QUOTED TEXT:

———

In compiling this Strategic Dossier, the IISS has sought to put the best available facts on this difficult issue before the wider public. This Strategic Dossier does not attempt to make a case, either way, as to whether Saddam Hussein’s WMD arsenal is a casus belli per se. Wait and the threat will grow; strike and the threat may be used. Clearly, governments have a pressing duty to develop early a strategy to deal comprehensively with this unique international problem.

Hear, hear.

Update: Just noticed Perry’s post below – not only he got there first with Tony’s dossier but also makes a similar point. Oh, well, great minds think alike.

Now this is rather interesting!

Here is the UK government’s dossier on Iraq’s weapons of mass destruction. As it is rather extensive I have yet to wade through the whole thing. Read it and see what you think.

The threat posed to international peace and security, when WMD are in the hands of a brutal and aggressive regime like Saddam’s, is real. Unless we face up to the threat, not only do we risk undermining the authority of the UN, whose resolutions he defies, but more importantly and in the longer term, we place at risk the lives and prosperity of our own people.

Well the UN has no authority, moral or practical, so that point means exactly nothing. On the last point, that is putting it mildly!

I rather suspect it will not change too many people’s minds regarding the justification of military action against Saddam Hussain’s regime as I have observed that the facts of the matter have only a limited bearing on the positions people take.

———

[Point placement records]
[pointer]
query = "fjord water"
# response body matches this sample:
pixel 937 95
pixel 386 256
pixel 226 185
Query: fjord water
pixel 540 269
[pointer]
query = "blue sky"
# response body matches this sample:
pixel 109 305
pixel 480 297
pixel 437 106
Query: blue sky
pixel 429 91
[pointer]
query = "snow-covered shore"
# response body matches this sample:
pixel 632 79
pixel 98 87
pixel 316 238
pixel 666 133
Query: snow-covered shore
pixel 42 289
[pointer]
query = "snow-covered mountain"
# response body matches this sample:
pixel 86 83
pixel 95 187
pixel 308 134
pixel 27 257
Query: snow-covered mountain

———

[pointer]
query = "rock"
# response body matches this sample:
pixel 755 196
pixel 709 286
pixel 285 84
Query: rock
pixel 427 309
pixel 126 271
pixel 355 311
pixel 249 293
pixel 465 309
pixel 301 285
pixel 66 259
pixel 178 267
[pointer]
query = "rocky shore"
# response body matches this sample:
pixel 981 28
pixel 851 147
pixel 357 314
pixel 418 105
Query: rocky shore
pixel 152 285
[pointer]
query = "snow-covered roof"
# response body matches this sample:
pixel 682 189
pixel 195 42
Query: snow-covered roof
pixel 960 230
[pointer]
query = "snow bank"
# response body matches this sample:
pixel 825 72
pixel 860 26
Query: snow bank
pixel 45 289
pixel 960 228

———

TASKS TO COMPLETE:
a) Please retype the Iraq dossier text, starting with "In compiling this" and going on through "is rather interesting!".
b) Answer these questions from the Iraq dossier text.
(i) What does the IISS Strategic Dossier say it does not attempt to make a case about?
(ii) Whose post does the update say got there first with Tony's dossier?
(iii) What kind of authority does the writer say the UN has?

RESPONSES IN ORDER:
a)
In compiling this Strategic Dossier, the IISS has sought to put the best available facts on this difficult issue before the wider public. This Strategic Dossier does not attempt to make a case, either way, as to whether Saddam Hussein’s WMD arsenal is a casus belli per se. Wait and the threat will grow; strike and the threat may be used. Clearly, governments have a pressing duty to develop early a strategy to deal comprehensively with this unique international problem.

Hear, hear.

Update: Just noticed Perry’s post below – not only he got there first with Tony’s dossier but also makes a similar point. Oh, well, great minds think alike.

Now this is rather interesting!

b)
(i) Whether Saddam Hussein's WMD arsenal is a casus belli per se.
(ii) Perry's.
(iii) None, moral or practical.